- _YOUR INSTRUCTIONS_
Tally the lines in the listing below that contain the string "small", with case counting, and reply with only that number.

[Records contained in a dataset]
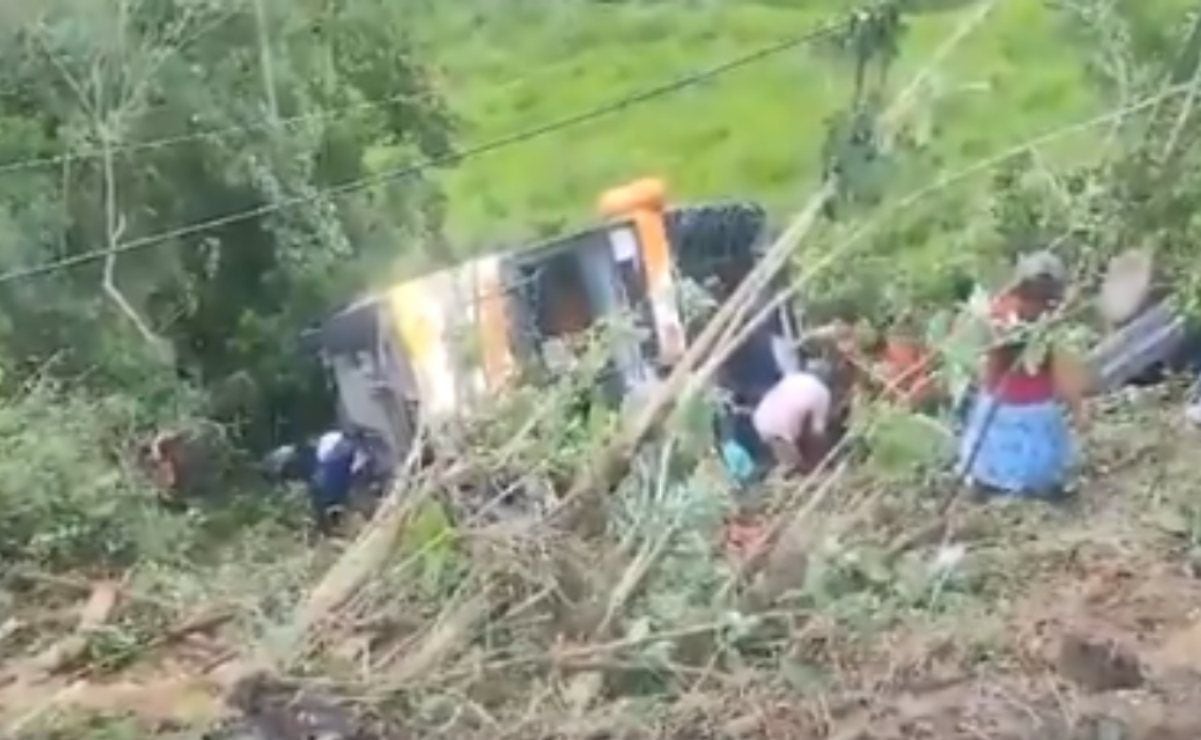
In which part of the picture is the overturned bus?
[318,180,797,466]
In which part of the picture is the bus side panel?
[388,274,459,418]
[633,209,685,364]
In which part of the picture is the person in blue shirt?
[309,430,364,533]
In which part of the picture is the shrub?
[0,384,193,567]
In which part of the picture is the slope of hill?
[413,0,1124,244]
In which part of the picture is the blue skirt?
[960,393,1075,497]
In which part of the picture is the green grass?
[413,0,1143,249]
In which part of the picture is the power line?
[0,23,843,284]
[0,87,444,175]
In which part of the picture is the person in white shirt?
[753,372,833,472]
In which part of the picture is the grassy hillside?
[413,0,1124,244]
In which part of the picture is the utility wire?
[0,23,843,284]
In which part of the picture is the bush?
[0,384,195,567]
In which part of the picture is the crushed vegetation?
[7,370,1201,740]
[0,4,1201,740]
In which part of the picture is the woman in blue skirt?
[960,252,1085,497]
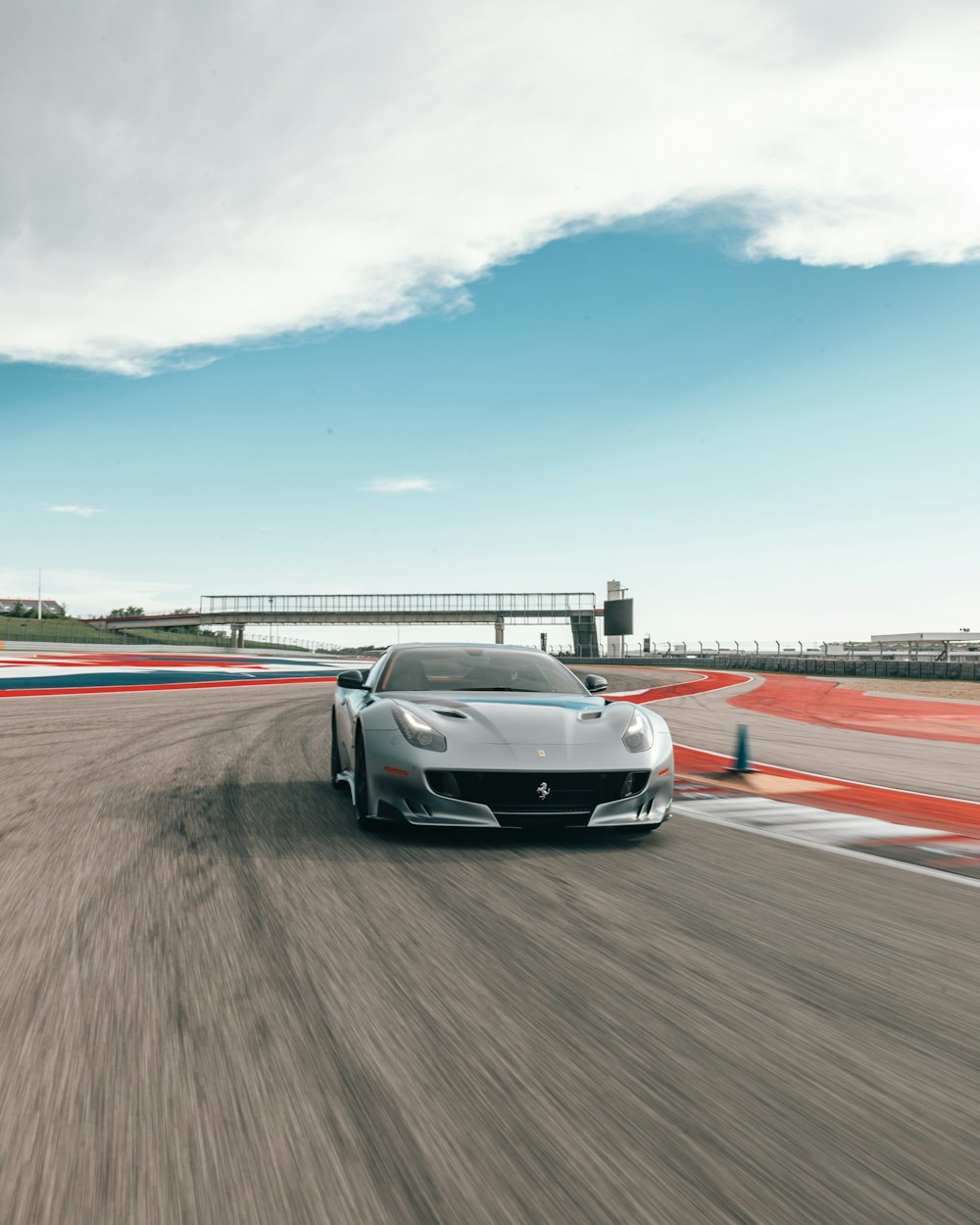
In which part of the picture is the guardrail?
[558,655,980,682]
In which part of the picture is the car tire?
[354,733,378,829]
[329,713,347,792]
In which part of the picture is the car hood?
[382,692,635,748]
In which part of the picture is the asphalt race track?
[593,667,980,800]
[0,684,980,1225]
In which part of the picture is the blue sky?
[0,224,980,642]
[0,0,980,642]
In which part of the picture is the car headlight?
[622,707,653,754]
[393,706,446,754]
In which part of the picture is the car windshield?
[377,647,583,695]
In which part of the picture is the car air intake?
[425,769,651,824]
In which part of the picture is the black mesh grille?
[425,769,651,826]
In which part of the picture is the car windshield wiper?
[452,685,544,694]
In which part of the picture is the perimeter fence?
[557,652,980,681]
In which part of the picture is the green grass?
[0,616,307,651]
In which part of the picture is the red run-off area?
[611,672,980,836]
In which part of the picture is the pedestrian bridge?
[89,592,604,655]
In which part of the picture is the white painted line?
[672,800,980,888]
[676,740,980,808]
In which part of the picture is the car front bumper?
[368,733,674,831]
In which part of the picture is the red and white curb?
[672,780,980,887]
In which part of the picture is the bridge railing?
[201,592,596,616]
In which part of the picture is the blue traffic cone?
[730,723,753,774]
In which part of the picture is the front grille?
[425,769,651,826]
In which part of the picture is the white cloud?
[48,506,102,519]
[0,0,980,373]
[0,567,191,617]
[366,476,436,494]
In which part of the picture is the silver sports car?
[331,645,674,834]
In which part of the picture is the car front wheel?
[329,713,347,792]
[354,733,376,829]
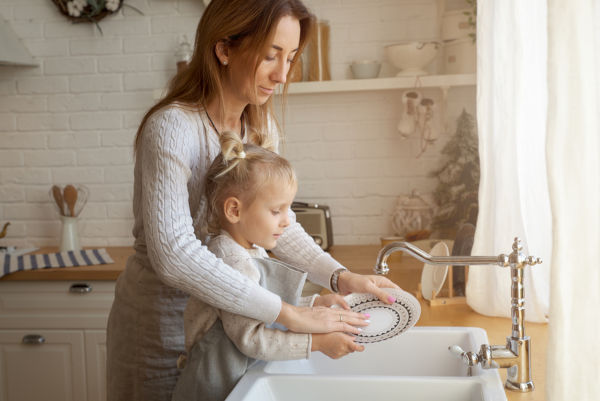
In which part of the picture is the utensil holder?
[60,216,81,252]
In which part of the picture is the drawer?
[0,281,115,329]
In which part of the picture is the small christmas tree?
[430,109,479,238]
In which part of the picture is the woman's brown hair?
[134,0,315,149]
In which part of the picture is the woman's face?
[224,16,300,107]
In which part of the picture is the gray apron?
[173,258,306,401]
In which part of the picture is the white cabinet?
[0,330,86,401]
[0,281,115,401]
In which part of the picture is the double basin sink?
[227,327,506,401]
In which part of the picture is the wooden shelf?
[288,74,477,95]
[152,74,477,100]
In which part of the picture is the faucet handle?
[448,345,479,367]
[525,256,542,266]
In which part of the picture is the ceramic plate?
[421,241,449,300]
[345,288,421,344]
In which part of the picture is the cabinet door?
[0,330,87,401]
[85,330,106,401]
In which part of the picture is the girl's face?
[236,180,297,249]
[224,16,300,107]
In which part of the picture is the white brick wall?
[0,0,475,246]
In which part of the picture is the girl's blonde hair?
[205,131,297,234]
[134,0,315,150]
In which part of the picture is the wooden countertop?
[0,245,548,401]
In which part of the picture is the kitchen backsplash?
[0,0,476,246]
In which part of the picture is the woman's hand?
[275,302,369,334]
[310,333,365,359]
[338,271,400,304]
[313,294,350,310]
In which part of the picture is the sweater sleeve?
[271,209,345,290]
[221,311,312,361]
[268,117,345,290]
[138,108,281,323]
[211,242,314,361]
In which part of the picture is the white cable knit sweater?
[133,107,342,323]
[106,107,341,401]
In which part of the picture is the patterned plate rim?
[346,289,421,344]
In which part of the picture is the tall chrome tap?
[374,237,542,392]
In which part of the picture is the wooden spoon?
[52,185,65,216]
[63,184,77,217]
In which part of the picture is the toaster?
[292,202,333,250]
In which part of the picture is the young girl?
[173,132,364,401]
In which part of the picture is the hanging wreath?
[52,0,143,33]
[52,0,123,23]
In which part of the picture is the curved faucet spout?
[374,241,509,274]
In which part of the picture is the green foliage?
[430,110,480,231]
[464,0,477,43]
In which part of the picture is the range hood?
[0,17,38,67]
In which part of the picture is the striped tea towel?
[0,248,114,277]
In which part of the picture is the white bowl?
[350,60,381,79]
[385,41,441,77]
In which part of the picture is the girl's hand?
[313,294,350,310]
[275,302,369,334]
[338,271,400,304]
[311,333,365,359]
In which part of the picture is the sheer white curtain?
[546,0,600,401]
[467,0,552,322]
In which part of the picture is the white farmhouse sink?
[227,376,484,401]
[264,327,487,377]
[227,327,506,401]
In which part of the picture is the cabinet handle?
[69,283,92,294]
[23,334,46,345]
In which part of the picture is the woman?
[107,0,396,401]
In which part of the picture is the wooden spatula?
[63,184,77,217]
[52,185,65,216]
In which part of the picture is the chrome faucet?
[374,237,542,393]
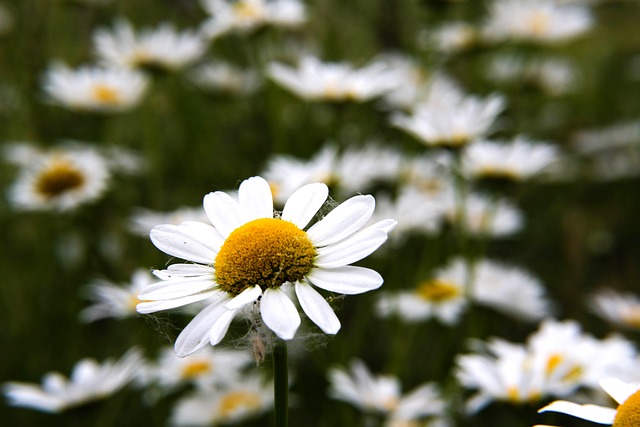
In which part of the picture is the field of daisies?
[0,0,640,427]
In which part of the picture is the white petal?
[260,288,300,340]
[238,176,273,221]
[224,285,262,310]
[150,222,217,264]
[600,378,640,405]
[314,228,387,268]
[202,191,246,239]
[136,290,220,314]
[282,183,329,229]
[295,282,340,335]
[538,400,616,425]
[174,298,231,357]
[307,195,376,246]
[307,265,383,295]
[138,277,216,301]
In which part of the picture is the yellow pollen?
[213,218,316,295]
[218,391,261,417]
[35,160,85,199]
[613,390,640,427]
[93,84,120,105]
[180,360,211,379]
[416,279,460,303]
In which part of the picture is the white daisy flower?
[391,92,504,147]
[93,19,207,71]
[9,146,111,212]
[267,56,402,102]
[201,0,307,39]
[145,347,253,393]
[43,63,148,113]
[482,0,593,43]
[4,349,143,412]
[328,360,444,425]
[535,378,640,427]
[170,376,273,427]
[589,289,640,329]
[138,177,396,356]
[189,61,261,94]
[376,259,471,325]
[462,136,560,181]
[80,269,155,322]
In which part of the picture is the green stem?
[273,340,289,427]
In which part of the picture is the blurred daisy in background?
[589,289,640,329]
[93,19,207,71]
[42,63,148,113]
[267,56,403,102]
[327,360,445,426]
[189,61,261,95]
[201,0,307,39]
[5,144,111,212]
[376,259,471,325]
[481,0,594,43]
[80,269,156,322]
[3,348,144,412]
[534,378,640,427]
[462,136,560,181]
[170,374,273,427]
[138,177,396,356]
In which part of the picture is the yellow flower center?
[213,218,316,295]
[36,160,85,199]
[416,279,460,303]
[180,360,211,379]
[613,390,640,427]
[218,391,261,418]
[93,84,120,105]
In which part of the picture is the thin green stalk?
[273,340,289,427]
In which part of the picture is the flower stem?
[273,340,289,427]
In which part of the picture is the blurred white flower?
[93,19,207,71]
[462,136,560,181]
[327,360,444,426]
[534,378,640,427]
[482,0,593,43]
[189,61,260,94]
[376,259,471,325]
[589,289,640,329]
[445,193,524,238]
[201,0,307,39]
[391,91,504,147]
[43,63,148,113]
[4,349,143,412]
[268,56,403,102]
[80,269,156,322]
[170,375,273,427]
[8,144,111,212]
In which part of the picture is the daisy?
[328,360,444,425]
[535,378,640,427]
[589,289,640,329]
[43,63,148,113]
[483,0,593,43]
[4,145,111,212]
[4,349,143,412]
[268,56,402,102]
[377,259,470,325]
[93,19,207,71]
[138,177,396,356]
[391,91,504,147]
[80,269,155,322]
[462,136,560,181]
[201,0,306,39]
[170,376,273,427]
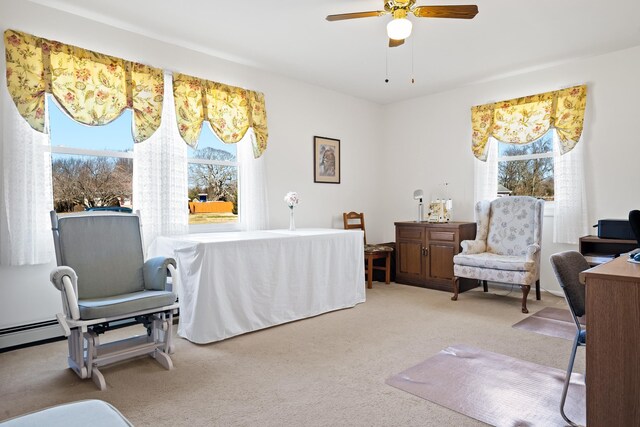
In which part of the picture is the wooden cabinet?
[395,221,477,292]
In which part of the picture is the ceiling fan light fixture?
[387,18,413,40]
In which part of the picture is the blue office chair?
[629,210,640,248]
[551,251,590,426]
[51,211,178,390]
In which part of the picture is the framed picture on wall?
[313,136,340,184]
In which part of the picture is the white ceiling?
[31,0,640,104]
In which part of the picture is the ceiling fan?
[327,0,478,47]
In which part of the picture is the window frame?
[495,128,557,217]
[187,145,242,233]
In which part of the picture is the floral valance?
[4,30,164,142]
[471,85,587,161]
[173,74,268,158]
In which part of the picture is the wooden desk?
[580,255,640,427]
[580,236,638,267]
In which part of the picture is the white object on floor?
[0,400,133,427]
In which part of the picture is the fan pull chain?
[411,37,416,84]
[384,48,389,83]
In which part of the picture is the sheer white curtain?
[473,137,498,206]
[0,91,54,265]
[553,131,589,244]
[133,73,189,246]
[237,129,269,231]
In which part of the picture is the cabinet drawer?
[429,230,456,242]
[396,227,424,240]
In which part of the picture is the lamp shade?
[387,18,413,40]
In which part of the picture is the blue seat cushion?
[78,290,176,320]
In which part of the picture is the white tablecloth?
[148,229,365,343]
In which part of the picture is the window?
[188,126,238,229]
[498,130,554,202]
[47,95,133,214]
[47,95,239,232]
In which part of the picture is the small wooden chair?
[342,212,393,289]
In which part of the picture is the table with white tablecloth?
[148,229,365,344]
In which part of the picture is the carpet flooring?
[513,307,587,341]
[0,282,584,427]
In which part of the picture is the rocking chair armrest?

- _RIGHT ANSWER_
2